Please locate every line in the entries below that contains the word "pixel" and copy each such line. Case counts when matching.

DATA PROVIDED:

━━━━

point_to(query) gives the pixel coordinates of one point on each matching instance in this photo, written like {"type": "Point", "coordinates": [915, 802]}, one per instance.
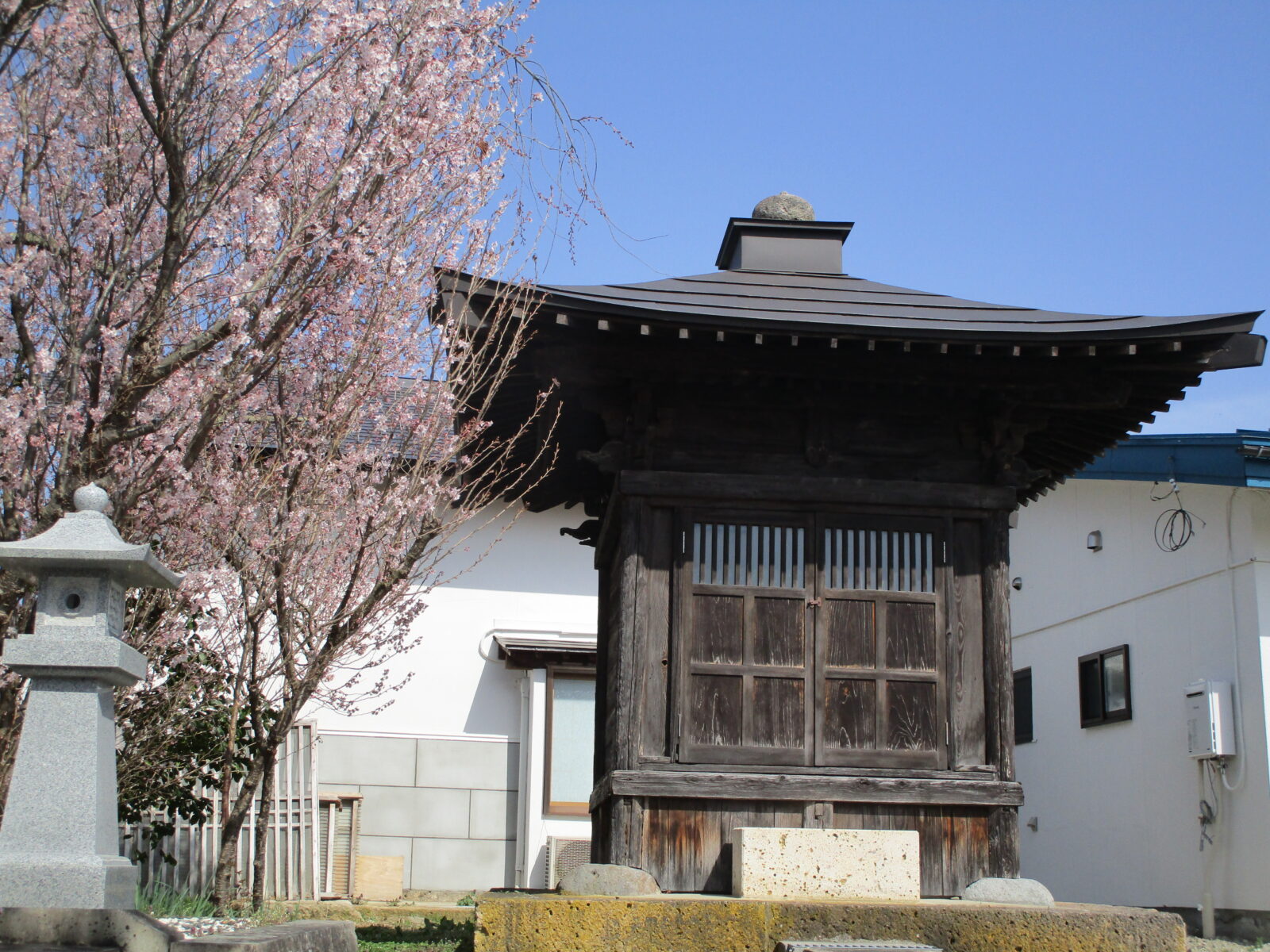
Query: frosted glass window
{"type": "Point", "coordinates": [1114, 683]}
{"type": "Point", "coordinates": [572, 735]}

━━━━

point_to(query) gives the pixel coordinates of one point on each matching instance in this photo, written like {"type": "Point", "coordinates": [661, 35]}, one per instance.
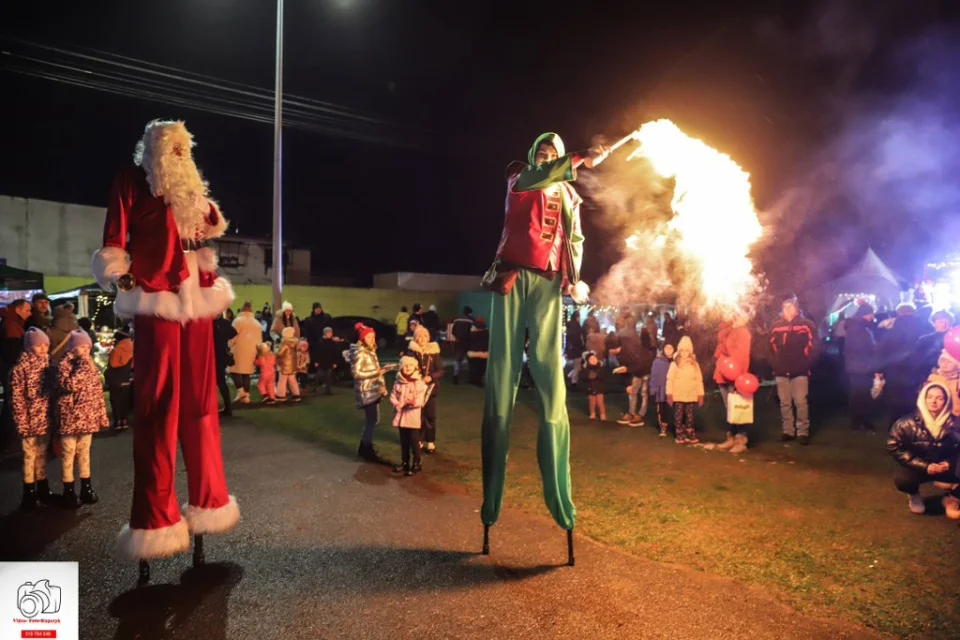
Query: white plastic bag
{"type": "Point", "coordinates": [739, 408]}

━━━━

FINAL RESULT:
point_to(query) gives the pixel coordinates of one point on each matching instance in this photo, written like {"type": "Point", "coordinates": [915, 802]}, one per instance.
point_to(query) gives the pixel coordinates of one point on each matching instance in this photo, written like {"type": "Point", "coordinates": [661, 35]}, one per instance.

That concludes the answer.